__What is being asked__.
Express each line of the material below as a JSON list of strings, one string per line, and leave out any blank lines.

Data drawn from a collection:

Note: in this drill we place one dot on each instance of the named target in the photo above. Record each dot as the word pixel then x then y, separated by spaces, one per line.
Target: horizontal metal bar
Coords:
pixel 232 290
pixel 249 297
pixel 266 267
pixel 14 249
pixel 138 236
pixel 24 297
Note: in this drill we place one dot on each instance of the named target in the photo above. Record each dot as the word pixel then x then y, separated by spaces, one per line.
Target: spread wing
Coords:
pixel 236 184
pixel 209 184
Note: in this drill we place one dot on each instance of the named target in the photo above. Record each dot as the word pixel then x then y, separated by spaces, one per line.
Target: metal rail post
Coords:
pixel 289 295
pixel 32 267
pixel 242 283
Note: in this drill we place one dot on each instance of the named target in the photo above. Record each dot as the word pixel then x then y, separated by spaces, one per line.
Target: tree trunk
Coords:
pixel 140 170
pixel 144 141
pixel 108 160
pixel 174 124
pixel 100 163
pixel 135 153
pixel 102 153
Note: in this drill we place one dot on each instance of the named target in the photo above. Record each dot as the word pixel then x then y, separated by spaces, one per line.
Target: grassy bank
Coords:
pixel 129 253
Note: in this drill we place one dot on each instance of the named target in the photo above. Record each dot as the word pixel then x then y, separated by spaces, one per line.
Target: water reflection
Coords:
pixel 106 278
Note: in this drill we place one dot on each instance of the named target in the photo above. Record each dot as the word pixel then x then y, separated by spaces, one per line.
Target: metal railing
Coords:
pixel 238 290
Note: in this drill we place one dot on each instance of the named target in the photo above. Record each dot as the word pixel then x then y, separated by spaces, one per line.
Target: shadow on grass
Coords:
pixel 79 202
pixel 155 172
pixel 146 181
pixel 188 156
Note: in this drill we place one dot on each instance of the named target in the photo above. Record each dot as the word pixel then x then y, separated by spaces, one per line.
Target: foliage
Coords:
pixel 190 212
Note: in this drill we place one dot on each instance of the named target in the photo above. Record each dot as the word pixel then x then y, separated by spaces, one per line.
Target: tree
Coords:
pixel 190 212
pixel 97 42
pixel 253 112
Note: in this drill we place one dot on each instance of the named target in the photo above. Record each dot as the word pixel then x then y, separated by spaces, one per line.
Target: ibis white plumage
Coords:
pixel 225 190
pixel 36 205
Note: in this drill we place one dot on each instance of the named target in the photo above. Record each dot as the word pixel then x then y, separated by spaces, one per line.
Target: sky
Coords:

__Output for this exercise__.
[
  "Note: in this drill we place one dot on each instance of the named target in the photo above. Record each dot as the word pixel then x then y, separated by spaces, one per line.",
  "Target: horizontal metal bar",
  "Coords:",
  "pixel 232 290",
  "pixel 249 297",
  "pixel 266 267",
  "pixel 14 249",
  "pixel 138 236",
  "pixel 24 297",
  "Note: in this drill we place one dot on each instance of the named target in the photo above. Record each dot as the word pixel then x then y, separated by spaces, one per line.",
  "Target: spread wing",
  "Coords:",
  "pixel 236 184",
  "pixel 209 184",
  "Note: in this drill we place one dot on each instance of the named target in the photo above. Record each dot as the word pixel then x then y, separated by spaces, one per line.",
  "Target: metal rail post",
  "Coords:",
  "pixel 289 295",
  "pixel 32 267",
  "pixel 242 283",
  "Note: in this drill we place one dot on each instance of the named target in the photo above. Record each dot as the word pixel then x then y, separated by spaces, one per line.",
  "Target: tree trunk",
  "Coords:",
  "pixel 140 170",
  "pixel 144 141",
  "pixel 108 160",
  "pixel 174 124",
  "pixel 100 163",
  "pixel 135 153",
  "pixel 102 153",
  "Note: in this drill we place one dot on each instance of the named target in the photo above. Record each dot as the word pixel then x then y, separated by spaces, one per line.",
  "Target: grassy bank",
  "Coords:",
  "pixel 129 253",
  "Note: in this drill we place one dot on each instance of the named target in the photo above. Record each dot as the word pixel then x then y, separated by spaces, one per line.",
  "Target: water reflection",
  "Coords:",
  "pixel 106 278",
  "Note: in this drill we place one dot on each instance of the named target in the photo above. Record each dot as the word pixel then x then y, separated by spaces, one per line.",
  "Target: metal railing",
  "Coords:",
  "pixel 238 290",
  "Note: in this drill we place one dot on each instance of the named target in the photo above. Record each dot as the word pixel then x then y, separated by spaces, one per line.",
  "Target: shadow on grass",
  "Coords:",
  "pixel 79 202",
  "pixel 155 172",
  "pixel 146 181",
  "pixel 188 156",
  "Note: in this drill we place one dot on each instance of the named target in the photo above. Record each dot as the word pixel then x then y, separated by spaces, one per line.",
  "Target: foliage",
  "Coords:",
  "pixel 190 212",
  "Note: in this drill we place one dot on each instance of the named target in the photo above. Record each dot as the word pixel then x then y, separated by spaces, one per line.",
  "Target: tree",
  "Coords:",
  "pixel 190 212",
  "pixel 97 42",
  "pixel 253 112",
  "Note: in this drill we place one dot on each instance of the named target in the photo above. Record each dot as the word pixel then x then y, separated by spaces, one per line.",
  "Target: ibis white plumage",
  "Coords:",
  "pixel 225 190",
  "pixel 36 205",
  "Note: in this drill we place one dot on each instance of the named target in the photo above. Record each dot as the word pixel then x then y, separated by spaces, one per line.",
  "Target: sky",
  "Coords:"
]